— Records provided —
---
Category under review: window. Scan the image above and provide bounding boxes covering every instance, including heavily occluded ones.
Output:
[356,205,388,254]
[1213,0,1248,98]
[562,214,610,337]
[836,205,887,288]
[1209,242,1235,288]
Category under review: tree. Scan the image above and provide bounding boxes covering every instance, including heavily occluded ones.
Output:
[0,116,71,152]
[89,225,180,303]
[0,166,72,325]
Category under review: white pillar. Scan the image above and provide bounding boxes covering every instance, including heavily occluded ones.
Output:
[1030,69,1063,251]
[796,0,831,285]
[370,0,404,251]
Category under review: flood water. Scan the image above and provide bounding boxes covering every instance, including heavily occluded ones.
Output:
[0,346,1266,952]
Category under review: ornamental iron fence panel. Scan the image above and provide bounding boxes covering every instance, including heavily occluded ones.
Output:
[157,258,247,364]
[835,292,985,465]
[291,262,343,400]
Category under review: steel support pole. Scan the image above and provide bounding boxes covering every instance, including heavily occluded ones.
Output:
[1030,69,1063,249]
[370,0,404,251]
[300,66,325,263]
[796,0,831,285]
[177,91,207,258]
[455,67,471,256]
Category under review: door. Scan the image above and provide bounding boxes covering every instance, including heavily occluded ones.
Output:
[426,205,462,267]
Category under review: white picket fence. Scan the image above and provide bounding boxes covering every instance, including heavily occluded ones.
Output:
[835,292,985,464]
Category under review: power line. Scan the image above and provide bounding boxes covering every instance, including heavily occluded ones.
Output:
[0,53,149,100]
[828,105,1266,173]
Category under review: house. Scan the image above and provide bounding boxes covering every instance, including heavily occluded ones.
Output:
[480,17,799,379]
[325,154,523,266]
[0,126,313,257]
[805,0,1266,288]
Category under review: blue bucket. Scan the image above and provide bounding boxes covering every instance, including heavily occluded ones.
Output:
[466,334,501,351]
---
— Your objective —
Rewrite all the entries above as a JSON list of strings, one string per line, with blank lines omitted.

— Solution for this exercise —
[
  "Category under review: window. Scan the image above and provide bounding boxes covering every instance, including heavily occluded ones.",
  "Output:",
  "[356,205,388,254]",
  "[1213,0,1248,98]",
  "[562,214,610,337]",
  "[836,205,887,288]",
  "[1209,242,1235,288]",
  "Category under review: tree. Scan the image above and provide bounding boxes covering every instance, including heavily occluded ones.",
  "Output:",
  "[0,116,71,152]",
  "[89,225,180,303]",
  "[0,166,72,325]",
  "Category under review: white pillar. Scan the image above and provide bounding boxes covering every instance, including heavily occluded ones.",
  "Output:",
  "[1030,69,1063,251]",
  "[796,0,831,285]",
  "[370,0,404,251]",
  "Category under review: flood water. Scan the image above and provide bounding boxes covering every instance, including heavily occluded ones.",
  "Output:",
  "[0,346,1266,952]",
  "Category under review: ornamental iron fence panel. Scan the image above and provide bounding boxes covering every instance, including heavily occluded ones.",
  "Output:",
  "[157,258,247,364]",
  "[835,292,985,465]",
  "[291,262,343,400]",
  "Category under review: steel support pole. Scan the image above and provide bounding boxes covering every instance, including heavily occluded ones.",
  "Output:",
  "[1030,69,1063,249]",
  "[370,0,404,251]",
  "[300,66,325,263]",
  "[796,0,831,285]",
  "[177,91,207,258]",
  "[455,67,471,256]",
  "Category under review: door. Scan the image above and provide bounding boxes covering every instance, including heavily occluded ones.",
  "Output:",
  "[426,205,462,267]",
  "Category under review: white picket fence. Scan the image above and provide bounding boxes covering every instance, including heavily occluded ones.",
  "Output:",
  "[835,292,985,464]",
  "Category under review: power line. Scan the image above and provide bounding boxes covering every instance, including heavily occluded ones.",
  "Output:",
  "[0,53,149,100]",
  "[828,105,1266,173]",
  "Category under review: house. Scan the image above and provide bounding boxes covering every instance, including heavily occluded ones.",
  "Output:",
  "[480,17,799,379]",
  "[325,154,523,266]",
  "[0,126,313,257]",
  "[805,0,1266,288]",
  "Category under review: blue bucket. Scan the image above and provide bounding boxes covering every instance, including heavily occluded ones.",
  "Output:",
  "[466,334,501,351]"
]